Saved entries:

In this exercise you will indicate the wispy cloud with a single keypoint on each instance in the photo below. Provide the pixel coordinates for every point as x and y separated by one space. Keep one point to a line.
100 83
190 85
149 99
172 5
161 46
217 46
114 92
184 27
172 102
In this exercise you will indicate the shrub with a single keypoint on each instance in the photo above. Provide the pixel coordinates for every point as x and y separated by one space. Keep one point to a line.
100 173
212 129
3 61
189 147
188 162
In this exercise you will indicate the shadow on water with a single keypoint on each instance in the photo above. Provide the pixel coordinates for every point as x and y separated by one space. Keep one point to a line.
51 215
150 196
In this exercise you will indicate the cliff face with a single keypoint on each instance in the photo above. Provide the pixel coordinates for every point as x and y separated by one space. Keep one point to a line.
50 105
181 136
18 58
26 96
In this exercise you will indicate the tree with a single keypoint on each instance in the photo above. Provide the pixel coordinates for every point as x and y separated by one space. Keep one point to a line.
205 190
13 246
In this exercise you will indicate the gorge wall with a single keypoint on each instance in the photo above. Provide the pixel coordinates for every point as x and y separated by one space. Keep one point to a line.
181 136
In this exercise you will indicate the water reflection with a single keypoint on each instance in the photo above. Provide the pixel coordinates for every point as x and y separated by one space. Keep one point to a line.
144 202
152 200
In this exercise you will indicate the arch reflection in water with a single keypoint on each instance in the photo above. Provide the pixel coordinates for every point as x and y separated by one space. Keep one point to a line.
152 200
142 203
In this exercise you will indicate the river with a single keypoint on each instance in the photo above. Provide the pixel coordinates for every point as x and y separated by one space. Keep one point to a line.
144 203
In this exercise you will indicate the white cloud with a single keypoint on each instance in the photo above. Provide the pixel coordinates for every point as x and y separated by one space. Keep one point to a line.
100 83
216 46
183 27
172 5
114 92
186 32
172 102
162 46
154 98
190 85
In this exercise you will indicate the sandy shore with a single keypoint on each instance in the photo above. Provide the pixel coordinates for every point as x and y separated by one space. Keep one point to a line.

**Task to carry out**
Every record must be output again with its wording unchanged.

**Solution to this exercise**
In this exercise you will indicate the wispy cloud with a single keypoint on each instance in the photo below. Provide the pixel coordinates for every point as x and y separated by one space. Keep one point to a line.
100 83
190 85
149 99
172 5
161 46
217 46
114 92
184 27
172 102
In this exercise you will indicate the shrub with a single keypoint on each instance in the photo above. Provide the pixel coordinates for every point as x and y separated by one space. Keep one point to a line.
100 173
212 129
3 61
189 147
188 162
In this exercise you will indicate the shadow on water with a single keypoint on each instance in the photo above. Provide the pixel coordinates for every point as x and y separated by one space. Keep one point to a line.
51 215
150 196
In this exercise you will indicate the cliff face with a single keypoint on each instance in the photo above. Provide the pixel coordinates for every point as x and y separated by one space. Keep one point to a line.
50 105
181 136
18 58
26 96
In this exercise you will indicate the tree with a single keypoint on each instance in the photo above. Provide the pixel coordinates for every point as x and y separated by one space. Keep one point to a line.
205 190
13 246
In this exercise you will indicate the gorge wall with a single keypoint on each instance in the photo above. Provide the pixel coordinates for every point as x and y separated by one space. Keep one point to a line.
181 136
In this exercise you will indicate the water reflection with a single keypoint on each instance in the photo above. Provide the pixel coordinates for every point as x and y separated by one space. Keep one point to a line.
144 202
152 200
In this exercise you will indicate the arch reflection in water with a single keypoint on each instance in the photo above. Provide the pixel coordinates for every point as x and y separated by one space. Keep one point to a line.
152 200
142 203
In this exercise you will indicate the river with a single keypoint on each instance in the photo above. Provide the pixel coordinates for every point as x and y separated by one space. Keep one point to a line.
144 203
In this exercise you will indicate the white cloud with a single keypoint on each instance in the photo above. Provide the pixel coordinates for every point as x and y separated by one space. Keep one point to a line.
100 83
216 46
183 27
172 5
114 92
186 32
172 102
162 46
154 98
190 85
In this exercise you will indicate the sandy shore with a single keypoint on each instance in the photo above. Provide the pixel coordinates for every point as x and y separated by one space. Keep one point to a line.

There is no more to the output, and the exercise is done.